[[ INPUT DATA, beginning ]]
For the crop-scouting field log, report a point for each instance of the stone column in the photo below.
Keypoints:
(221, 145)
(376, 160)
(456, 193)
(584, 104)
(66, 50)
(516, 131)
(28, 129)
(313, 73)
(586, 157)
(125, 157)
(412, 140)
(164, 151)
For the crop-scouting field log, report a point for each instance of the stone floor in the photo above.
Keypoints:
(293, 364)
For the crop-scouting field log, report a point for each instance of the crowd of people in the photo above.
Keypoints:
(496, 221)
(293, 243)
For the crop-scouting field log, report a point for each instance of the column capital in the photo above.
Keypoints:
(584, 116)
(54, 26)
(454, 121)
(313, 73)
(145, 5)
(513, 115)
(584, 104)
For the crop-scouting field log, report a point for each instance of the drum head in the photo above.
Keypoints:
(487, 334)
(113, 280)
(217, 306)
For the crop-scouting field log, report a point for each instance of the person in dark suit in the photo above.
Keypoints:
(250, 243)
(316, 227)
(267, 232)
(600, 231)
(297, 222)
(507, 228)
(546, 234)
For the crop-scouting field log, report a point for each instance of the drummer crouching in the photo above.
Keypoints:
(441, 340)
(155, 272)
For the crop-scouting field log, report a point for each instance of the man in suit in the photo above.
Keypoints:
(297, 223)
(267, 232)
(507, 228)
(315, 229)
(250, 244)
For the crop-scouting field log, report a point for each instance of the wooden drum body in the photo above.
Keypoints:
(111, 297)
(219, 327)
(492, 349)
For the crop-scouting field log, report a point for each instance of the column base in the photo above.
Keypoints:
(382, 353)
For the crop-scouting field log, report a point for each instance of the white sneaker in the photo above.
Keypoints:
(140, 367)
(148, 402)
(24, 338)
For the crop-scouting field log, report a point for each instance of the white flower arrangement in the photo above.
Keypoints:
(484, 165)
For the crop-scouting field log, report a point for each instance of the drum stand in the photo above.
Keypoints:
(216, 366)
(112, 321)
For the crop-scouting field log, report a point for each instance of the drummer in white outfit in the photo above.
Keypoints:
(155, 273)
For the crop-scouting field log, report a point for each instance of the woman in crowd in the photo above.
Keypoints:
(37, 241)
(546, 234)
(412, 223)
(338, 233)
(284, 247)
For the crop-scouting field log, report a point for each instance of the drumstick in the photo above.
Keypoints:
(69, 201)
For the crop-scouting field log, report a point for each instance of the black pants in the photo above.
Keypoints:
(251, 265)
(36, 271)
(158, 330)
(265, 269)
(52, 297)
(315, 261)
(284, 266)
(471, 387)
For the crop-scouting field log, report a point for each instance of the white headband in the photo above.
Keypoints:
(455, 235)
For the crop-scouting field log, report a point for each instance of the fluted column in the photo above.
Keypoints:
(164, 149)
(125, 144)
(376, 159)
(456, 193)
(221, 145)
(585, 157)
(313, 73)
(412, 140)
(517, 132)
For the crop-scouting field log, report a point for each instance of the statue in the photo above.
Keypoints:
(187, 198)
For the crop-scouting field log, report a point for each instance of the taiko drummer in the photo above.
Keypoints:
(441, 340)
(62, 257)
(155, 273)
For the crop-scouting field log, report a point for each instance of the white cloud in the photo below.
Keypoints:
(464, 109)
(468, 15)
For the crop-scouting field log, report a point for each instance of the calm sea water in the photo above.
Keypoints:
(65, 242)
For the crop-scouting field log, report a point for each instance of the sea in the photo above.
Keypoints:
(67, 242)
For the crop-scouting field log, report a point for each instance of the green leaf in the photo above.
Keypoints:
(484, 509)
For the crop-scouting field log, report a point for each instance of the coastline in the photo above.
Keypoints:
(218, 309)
[[ INPUT DATA, end ]]
◆ WHAT NEEDS TO BE DONE:
Return the whole listing above verbatim.

◆ SOLUTION TO THE PROBLEM:
For the crop-scouting field log, report a point for each instance of the stone column in the photo below.
Keypoints:
(221, 145)
(376, 160)
(456, 193)
(584, 104)
(66, 50)
(516, 131)
(28, 129)
(313, 73)
(586, 157)
(125, 157)
(412, 140)
(164, 151)
For the crop-scouting field log, report a point for each instance of the stone floor in the photo above.
Keypoints:
(293, 364)
For the crop-scouting field log, report a point for each instance of the crowd of people in the photo above.
Keypoints:
(496, 221)
(293, 243)
For the crop-scouting field log, report a point for each instance of the column capital in the photo above.
Keypoints:
(584, 116)
(54, 26)
(454, 121)
(313, 73)
(145, 5)
(513, 115)
(584, 104)
For the crop-scouting field log, report a point for each instance of the drum head in the photo above.
Keypoints:
(487, 334)
(113, 280)
(217, 306)
For the crop-scouting field log, report a point for each instance of the person in dark suit in the photo above.
Keypoints:
(250, 243)
(316, 227)
(267, 232)
(600, 231)
(297, 222)
(507, 228)
(546, 234)
For the crop-scouting field log, report a point for each instance of the drummer crouching in the photo above.
Keypoints:
(441, 340)
(155, 272)
For the crop-scouting field log, report a point for each instance of the man in suit in the photo above.
Keypoints:
(297, 223)
(267, 232)
(507, 228)
(315, 229)
(250, 244)
For the crop-scouting field log, report a point for each instance of the wooden drum body in the photo above.
Keypoints:
(111, 297)
(219, 327)
(492, 349)
For the crop-scouting field log, report a point for each instance of the column base in the photo above.
Keypoints:
(382, 353)
For the crop-scouting field log, report a point for each instance of the white sneaker in the photo above.
Keypoints:
(140, 367)
(148, 402)
(24, 338)
For the crop-scouting field log, report a point for each instance of the white flower arrangement in the photo above.
Keypoints:
(484, 165)
For the crop-scouting field log, report a point for each instance of the drum stand in the photo above.
Keypoints:
(216, 366)
(112, 321)
For the crop-scouting field log, report a point for each instance of the drummer in white outfit in the photo above.
Keypoints:
(155, 273)
For the crop-scouting field log, report a point for each instance of the woman in crowd in the photo above.
Keypoints:
(37, 241)
(546, 234)
(412, 223)
(338, 233)
(284, 247)
For the crop-scouting field log, report a point for each instance of the drumstick in the photo above.
Keypoints:
(69, 201)
For the crop-scouting field log, report a point for each instance of the black pants in the photo above.
Keypoints:
(251, 265)
(36, 271)
(158, 330)
(265, 269)
(52, 297)
(315, 261)
(284, 266)
(471, 387)
For the crop-scouting field log, report a point for each instance of the white headband in the photo above.
Keypoints:
(455, 235)
For the crop-scouting field log, report a point for each instance of the fluted column in the photo above.
Keypoints:
(164, 149)
(125, 144)
(376, 159)
(456, 193)
(221, 145)
(585, 157)
(313, 73)
(412, 140)
(517, 132)
For the crop-scouting field log, report a point for each instance of the statue in the photo above.
Keypoints:
(187, 198)
For the crop-scouting field log, report a point for each instance of the taiko drummer in the photo above.
Keypoints:
(441, 340)
(62, 257)
(155, 273)
For the crop-scouting field log, report a point for each instance of the white cloud in the photo below.
Keypoints:
(464, 109)
(468, 15)
For the crop-scouting field log, report a point for each instance of the calm sea water in the photo above.
Keypoints:
(65, 242)
For the crop-scouting field log, report a point for each instance of the sea in the photo above.
Keypoints:
(67, 242)
For the crop-scouting field log, report a point for each instance of the green leaf in the photo above.
Keypoints:
(484, 509)
For the crop-scouting field log, report a point for each instance of the coastline in the photo above.
Keypoints:
(218, 309)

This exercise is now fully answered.